Copy out all the lines below, requests included, and scale every coordinate in the answers by 1.85, rounding each result to a whole number with halves going up. Leave the pictures out of your answer.

********************

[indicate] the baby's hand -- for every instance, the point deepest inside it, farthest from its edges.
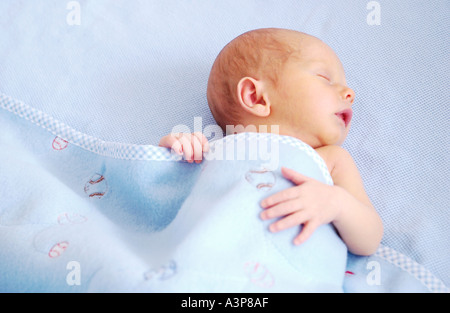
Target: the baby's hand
(310, 203)
(191, 146)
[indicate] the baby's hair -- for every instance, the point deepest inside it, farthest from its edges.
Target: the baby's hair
(258, 54)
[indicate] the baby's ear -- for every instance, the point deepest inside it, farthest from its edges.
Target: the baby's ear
(253, 97)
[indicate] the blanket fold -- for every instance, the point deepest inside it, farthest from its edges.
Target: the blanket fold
(79, 214)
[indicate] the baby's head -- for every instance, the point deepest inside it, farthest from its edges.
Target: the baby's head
(285, 78)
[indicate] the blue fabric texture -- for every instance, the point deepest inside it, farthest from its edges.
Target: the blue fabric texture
(127, 220)
(126, 72)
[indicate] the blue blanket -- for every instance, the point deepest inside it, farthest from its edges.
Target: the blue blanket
(80, 214)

********************

# [FULL ANSWER]
[indicate] the baby's hand -- for every instance, the point deepest inside it, farthest from its edges.
Target: the baby's hand
(574, 376)
(353, 270)
[indicate] the baby's hair -- for every instance, the point deepest inside it, farthest from its edges.
Target: the baby's hair
(477, 100)
[indicate] the baby's ear -- for every instance, the point deepest inside it, farthest from its edges.
Target: the baby's ear
(468, 179)
[indicate] the blanket fold -- for every instance, the point deepest inside it, farthest from its edges.
Target: the blanket fold
(146, 396)
[indicate] the baby's head -- for every instance, the point deepest inside it, farthest from its edges.
Target: the baby's head
(527, 144)
[indicate] the blue fabric texture -- for every instance, the point deepest inside it, farthest from its edges.
Target: the blue fabric texture
(235, 407)
(233, 133)
[indicate] the blue blanket -- for every instance, the point deepest inside it, farthest from its edges.
Target: the blue blanket
(148, 396)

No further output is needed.